Exercise aim: If a line in the entries below holds the string "blue", copy it.

Natural-language object grounding data:
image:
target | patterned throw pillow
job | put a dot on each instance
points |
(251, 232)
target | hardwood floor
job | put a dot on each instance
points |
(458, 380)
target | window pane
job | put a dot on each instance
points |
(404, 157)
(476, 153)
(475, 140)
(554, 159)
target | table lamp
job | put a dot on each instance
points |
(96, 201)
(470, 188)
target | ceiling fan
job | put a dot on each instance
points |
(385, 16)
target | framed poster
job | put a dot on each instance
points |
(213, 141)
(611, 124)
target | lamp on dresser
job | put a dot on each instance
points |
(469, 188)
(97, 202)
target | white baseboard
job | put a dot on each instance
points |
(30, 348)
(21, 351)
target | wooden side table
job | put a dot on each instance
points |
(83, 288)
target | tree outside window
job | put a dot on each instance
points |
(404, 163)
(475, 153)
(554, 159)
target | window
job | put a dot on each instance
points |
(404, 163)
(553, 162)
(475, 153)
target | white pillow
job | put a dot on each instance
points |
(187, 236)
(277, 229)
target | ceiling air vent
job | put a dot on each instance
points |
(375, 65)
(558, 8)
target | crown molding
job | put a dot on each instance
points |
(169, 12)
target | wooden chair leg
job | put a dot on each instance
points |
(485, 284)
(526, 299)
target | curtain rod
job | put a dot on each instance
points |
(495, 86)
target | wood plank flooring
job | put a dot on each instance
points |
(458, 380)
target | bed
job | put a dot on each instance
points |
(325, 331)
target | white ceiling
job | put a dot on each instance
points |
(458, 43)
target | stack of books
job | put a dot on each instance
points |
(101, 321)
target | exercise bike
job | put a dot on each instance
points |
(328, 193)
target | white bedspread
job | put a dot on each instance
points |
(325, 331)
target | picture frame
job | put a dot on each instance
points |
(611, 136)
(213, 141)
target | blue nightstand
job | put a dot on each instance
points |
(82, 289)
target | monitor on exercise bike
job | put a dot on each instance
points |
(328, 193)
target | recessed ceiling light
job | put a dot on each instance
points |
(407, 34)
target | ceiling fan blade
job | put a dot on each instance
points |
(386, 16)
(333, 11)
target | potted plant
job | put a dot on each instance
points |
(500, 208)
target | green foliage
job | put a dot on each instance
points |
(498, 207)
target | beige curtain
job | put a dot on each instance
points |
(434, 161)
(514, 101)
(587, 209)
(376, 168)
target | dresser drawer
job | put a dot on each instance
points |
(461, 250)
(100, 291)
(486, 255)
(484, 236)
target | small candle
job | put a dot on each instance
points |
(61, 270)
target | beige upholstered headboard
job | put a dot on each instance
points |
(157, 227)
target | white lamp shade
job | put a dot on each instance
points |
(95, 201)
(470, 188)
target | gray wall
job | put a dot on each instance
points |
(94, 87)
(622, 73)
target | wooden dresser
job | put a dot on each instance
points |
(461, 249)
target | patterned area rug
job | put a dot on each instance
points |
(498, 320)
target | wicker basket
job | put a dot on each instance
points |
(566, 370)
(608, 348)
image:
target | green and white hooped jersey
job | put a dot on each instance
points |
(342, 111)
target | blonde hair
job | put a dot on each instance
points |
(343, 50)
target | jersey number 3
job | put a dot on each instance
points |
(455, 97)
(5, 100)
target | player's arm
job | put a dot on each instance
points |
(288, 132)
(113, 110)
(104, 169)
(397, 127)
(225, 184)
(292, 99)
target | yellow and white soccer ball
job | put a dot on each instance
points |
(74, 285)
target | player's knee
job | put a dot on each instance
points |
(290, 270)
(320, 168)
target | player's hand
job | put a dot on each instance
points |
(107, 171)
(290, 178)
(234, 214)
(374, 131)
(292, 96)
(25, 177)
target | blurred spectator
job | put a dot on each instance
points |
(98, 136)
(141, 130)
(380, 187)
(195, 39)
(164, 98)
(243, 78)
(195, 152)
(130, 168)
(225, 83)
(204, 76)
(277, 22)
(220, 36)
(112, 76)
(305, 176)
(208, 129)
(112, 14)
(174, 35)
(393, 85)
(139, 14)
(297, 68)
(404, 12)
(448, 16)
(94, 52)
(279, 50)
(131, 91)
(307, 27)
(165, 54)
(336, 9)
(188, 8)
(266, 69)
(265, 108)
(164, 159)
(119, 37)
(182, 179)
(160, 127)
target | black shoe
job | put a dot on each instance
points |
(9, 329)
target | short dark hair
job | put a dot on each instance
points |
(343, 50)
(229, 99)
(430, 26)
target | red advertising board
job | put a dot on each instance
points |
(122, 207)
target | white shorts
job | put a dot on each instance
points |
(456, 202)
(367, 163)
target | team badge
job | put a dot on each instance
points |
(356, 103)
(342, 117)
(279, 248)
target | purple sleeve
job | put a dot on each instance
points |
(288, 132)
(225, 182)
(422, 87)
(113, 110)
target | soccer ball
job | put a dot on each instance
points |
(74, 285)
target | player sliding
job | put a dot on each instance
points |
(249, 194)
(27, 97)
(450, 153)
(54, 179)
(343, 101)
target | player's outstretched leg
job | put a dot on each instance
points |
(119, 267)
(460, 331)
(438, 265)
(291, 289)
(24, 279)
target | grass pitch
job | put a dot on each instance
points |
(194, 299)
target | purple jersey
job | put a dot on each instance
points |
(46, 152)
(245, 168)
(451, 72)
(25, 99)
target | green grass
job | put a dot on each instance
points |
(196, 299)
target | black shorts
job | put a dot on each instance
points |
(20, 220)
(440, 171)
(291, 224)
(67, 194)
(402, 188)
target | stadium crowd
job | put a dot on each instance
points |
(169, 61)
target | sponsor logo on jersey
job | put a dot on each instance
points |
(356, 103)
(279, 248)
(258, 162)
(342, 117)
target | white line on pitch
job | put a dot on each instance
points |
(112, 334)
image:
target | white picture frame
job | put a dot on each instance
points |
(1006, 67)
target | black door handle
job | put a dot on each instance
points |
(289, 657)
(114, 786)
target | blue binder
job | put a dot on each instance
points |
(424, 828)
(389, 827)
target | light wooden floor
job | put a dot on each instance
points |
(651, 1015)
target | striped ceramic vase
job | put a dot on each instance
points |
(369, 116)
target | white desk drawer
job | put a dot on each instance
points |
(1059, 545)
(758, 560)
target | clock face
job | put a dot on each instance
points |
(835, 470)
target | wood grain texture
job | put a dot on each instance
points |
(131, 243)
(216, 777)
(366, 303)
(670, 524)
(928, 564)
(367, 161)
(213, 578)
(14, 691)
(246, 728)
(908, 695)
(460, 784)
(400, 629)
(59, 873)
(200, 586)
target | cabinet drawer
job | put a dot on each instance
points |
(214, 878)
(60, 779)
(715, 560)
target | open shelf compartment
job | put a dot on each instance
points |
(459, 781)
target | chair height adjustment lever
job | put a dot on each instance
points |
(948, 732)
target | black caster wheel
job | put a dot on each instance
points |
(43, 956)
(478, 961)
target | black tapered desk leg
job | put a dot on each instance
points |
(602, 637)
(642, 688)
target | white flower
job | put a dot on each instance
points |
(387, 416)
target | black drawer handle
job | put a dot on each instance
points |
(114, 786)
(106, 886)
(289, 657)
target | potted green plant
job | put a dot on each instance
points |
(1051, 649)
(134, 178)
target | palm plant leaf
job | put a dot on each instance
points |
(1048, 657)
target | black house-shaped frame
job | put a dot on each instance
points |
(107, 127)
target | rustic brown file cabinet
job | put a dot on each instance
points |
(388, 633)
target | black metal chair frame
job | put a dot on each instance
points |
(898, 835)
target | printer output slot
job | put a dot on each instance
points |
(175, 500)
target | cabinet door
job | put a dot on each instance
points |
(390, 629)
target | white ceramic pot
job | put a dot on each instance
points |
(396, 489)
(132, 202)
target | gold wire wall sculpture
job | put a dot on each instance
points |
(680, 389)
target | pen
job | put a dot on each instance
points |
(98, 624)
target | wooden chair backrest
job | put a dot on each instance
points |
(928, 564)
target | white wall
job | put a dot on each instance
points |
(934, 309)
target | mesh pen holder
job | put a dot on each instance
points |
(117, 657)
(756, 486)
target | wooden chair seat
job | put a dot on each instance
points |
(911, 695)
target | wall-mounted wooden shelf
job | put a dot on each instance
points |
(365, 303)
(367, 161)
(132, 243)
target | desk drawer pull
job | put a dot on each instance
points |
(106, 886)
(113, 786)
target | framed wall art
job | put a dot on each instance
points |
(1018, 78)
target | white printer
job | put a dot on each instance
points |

Result for this exercise:
target | blue nightstand
target | blue binder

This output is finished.